Tâches à réaliser |
**a.** Redonnez sans rien changer le passage du document sur la guerre juste qui va de « Dans ce monde » jusqu'à « prisonniers avec humanité. ».
**b.** D'après le document sur la guerre juste, quelle histoire décrit le caractère fratricide de toute guerre ?
**c.** Reprenez le document sur la guerre juste après sa dernière phrase et poursuivez-le.

Document |

M. La doctrine de la « guerre juste » développée par Augustin et Thomas ne vise en aucun cas, comme on pourrait le déduire d’une lecture imprécise du terme, à établir un rapport positif entre, d’une part, la guerre (qui est le combat pour le pouvoir en infligeant des blessures ou en tuant l’adversaire) et, d’autre part, la justice et le droit. Toute guerre est fratricide, comme le décrit l’histoire archétypale de Caïn et Abel. Le mal que les gens se font à eux-mêmes est le résultat de leur relation perdue avec Dieu, alors que cette relation fait participer la création à sa bonté et la conforme à celle-ci (cf. René Girard, Des choses cachées depuis la fondation du monde, Paris, Grasset, 1978).
Dans ce monde soumis au péché, la conservation par un pays de son indépendance (avec le recours à des moyens policiers ou militaires) contre les attaques injustes n’est qu’une concession et ne peut en aucun cas être approuvée en tant que telle, car les maux et les souffrances qui frappent les hommes ou qu’ils s’infligent à eux-mêmes ne correspondent jamais en tant que tels à la volonté de salut de Dieu. Le Christ, le Fils de Dieu, a pris sur lui les péchés du monde, bien qu’il soit lui-même sans péché, afin de nous racheter du mal – en nous et autour de nous – et de nous rendre libres de faire le bien en toutes choses. Cela signifie que, précisément dans une guerre défensive, tout doit être fait pour servir la juste conclusion de la paix et la fin des tueries, pour soigner les blessés des deux camps et pour traiter les prisonniers avec humanité.

Matériel fourni |
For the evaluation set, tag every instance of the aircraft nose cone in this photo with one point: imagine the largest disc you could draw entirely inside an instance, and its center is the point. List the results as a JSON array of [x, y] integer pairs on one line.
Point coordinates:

Résultats par tâche |
**a.**
Dans ce monde soumis au péché, la conservation par un pays de son indépendance (avec le recours à des moyens policiers ou militaires) contre les attaques injustes n’est qu’une concession et ne peut en aucun cas être approuvée en tant que telle, car les maux et les souffrances qui frappent les hommes ou qu’ils s’infligent à eux-mêmes ne correspondent jamais en tant que tels à la volonté de salut de Dieu. Le Christ, le Fils de Dieu, a pris sur lui les péchés du monde, bien qu’il soit lui-même sans péché, afin de nous racheter du mal – en nous et autour de nous – et de nous rendre libres de faire le bien en toutes choses. Cela signifie que, précisément dans une guerre défensive, tout doit être fait pour servir la juste conclusion de la paix et la fin des tueries, pour soigner les blessés des deux camps et pour traiter les prisonniers avec humanité.

**b.** L'histoire de Caïn et Abel.

**c.**
R. : Dans une guerre d’agression illégale, la défense par des moyens militaires (avec la possibilité de tuer l’adversaire) doit donc être admise comme une concession pour des raisons liées à la conservation de l’indépendance, même si le fait de tuer ne peut en lui-même être approuvé comme un acte positif. Comment cette possibilité de se défendre et de tuer en cas d’agression ne pourrait-elle pas alors être considérée comme un dépassement de l’idée du droit absolu à la vie ?
M. : Parce que, comme je l’ai dit, le droit à la vie ne se veut qu’une protection contre des attaques injustes, mais ne constitue pas une licence pour ôter la vie d’autrui sans limite et sans danger.
R. : Même s’il faut toujours s’efforcer de mettre fin à une guerre par des négociations, il existe des situations où de telles négociations ne peuvent aboutir qu’en sacrifiant les droits de la partie agressée. Cette partie doit-elle alors participer à ces négociations et accepter par exemple des pertes territoriales au profit de l’agresseur, et ce au motif que cette solution permettrait de mettre fin aux pertes humaines ?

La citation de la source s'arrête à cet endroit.